Görev A:
Ömer Çelik haberine göre Çelik, yıllarca tartışılan değişimin 2002'de bir seçimde gerçekleşmesini neye bağlıyor? Bir iki cümleyle açıklayın.
Görev B:
Ömer Çelik haberinde "AKP Genel Başkan" sözlerinin geçtiği yerden başlayıp "bir ihtimalle'' dedi." sözlerinden sonra durarak o bölümü aynen aktarın.
Görev C:
Aşağıdaki ifadeler Ömer Çelik haberiyle örtüşüyor mu? Her biri için evet ya da hayır deyin ve haberden belirleyici sözleri aynen alıntılayın.
(i) Çelik bu konuşmayı Adana'nın Kozan ilçesinde yaptı.
(ii) Çelik'e göre yönetenler, halktan aldıkları desteği her zaman halkın hizmetine sundu.
(iii) Haber 2002 yılında yayınlandı.

Kaynaktan Alıntı:
# # # #

"Direnişe çağırman için arkanda halk olması lazım"

AKP Genel Başkan Yardımcısı Ömer Çelik, ''Cumhuriyet Halk Partisi 'ben halkı direnişe çağırıyorum' diyor. Birilerini direnişe çağırmak için arkasında halk olması lazım. Sokağa çıkıp yürüseler, arkalarında kendi partilileri bile yürümez büyük bir ihtimalle'' dedi.

Abone Ol google-news
Yayınlanma: 05.02.2011 - 13:51

Çelik, Adana'nın Kozan ilçesinde partisince düzenlenen ''İlçe Danışma Meclisi'' toplantısının açılışındaki konuşmasında, yıllar boyunca ülkede siyaset kurumunun hırpalandığını, halkın hakkı olan demokrasinin, sivil bir anayasanın halktan esirgendiğini belirterek, ''Ülkenin sahibi olan sizlersiniz, fakat sizi yönetenler bu ülkede sizden aldıkları desteği her zaman başkalarının hizmetine sundular. Yıllar boyu Türkiye'de tartışılan değişimi siyasiler gerçekleştiremezken, 2002'de sizin sayenizde bu değişim bir seçimde gerçekleşti'' dedi.

# # # #

Kaynak kayıtları

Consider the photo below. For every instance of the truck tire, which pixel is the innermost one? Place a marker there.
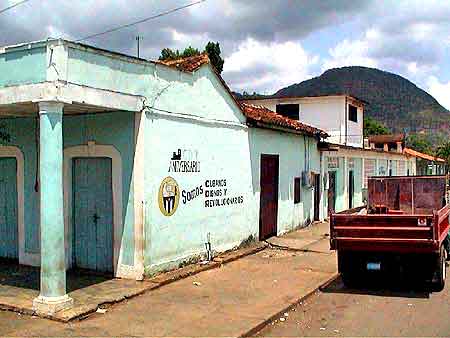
(440, 273)
(346, 268)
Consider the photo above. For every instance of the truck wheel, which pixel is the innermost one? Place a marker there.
(345, 266)
(349, 279)
(440, 274)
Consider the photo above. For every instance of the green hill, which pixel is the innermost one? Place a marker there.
(392, 100)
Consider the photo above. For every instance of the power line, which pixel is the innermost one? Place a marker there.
(12, 6)
(141, 21)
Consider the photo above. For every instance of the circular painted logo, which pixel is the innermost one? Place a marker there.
(169, 196)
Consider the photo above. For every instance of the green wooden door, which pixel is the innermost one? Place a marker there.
(9, 247)
(93, 214)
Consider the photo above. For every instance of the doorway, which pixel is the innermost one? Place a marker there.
(9, 243)
(317, 197)
(351, 188)
(331, 192)
(268, 208)
(92, 214)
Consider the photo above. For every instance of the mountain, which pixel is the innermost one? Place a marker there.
(392, 100)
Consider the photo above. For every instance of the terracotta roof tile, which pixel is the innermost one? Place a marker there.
(262, 114)
(188, 64)
(386, 138)
(427, 157)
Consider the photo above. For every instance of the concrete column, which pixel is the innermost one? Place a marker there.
(139, 203)
(52, 297)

# # # #

Görev Yanıtı A:
Çelik'e göre siyasiler yıllar boyu tartışılan değişimi gerçekleştiremedi. Bu değişim 2002'de bir seçimde halkın sayesinde gerçekleşti.

Görev Yanıtı B:
AKP Genel Başkan Yardımcısı Ömer Çelik, ''Cumhuriyet Halk Partisi 'ben halkı direnişe çağırıyorum' diyor. Birilerini direnişe çağırmak için arkasında halk olması lazım. Sokağa çıkıp yürüseler, arkalarında kendi partilileri bile yürümez büyük bir ihtimalle'' dedi.

Görev Yanıtı C:
(i) Evet: "Adana'nın Kozan ilçesinde partisince düzenlenen ''İlçe Danışma Meclisi'' toplantısının açılışındaki konuşmasında"
(ii) Hayır: "sizden aldıkları desteği her zaman başkalarının hizmetine sundular"
(iii) Hayır: "Yayınlanma: 05.02.2011 - 13:51"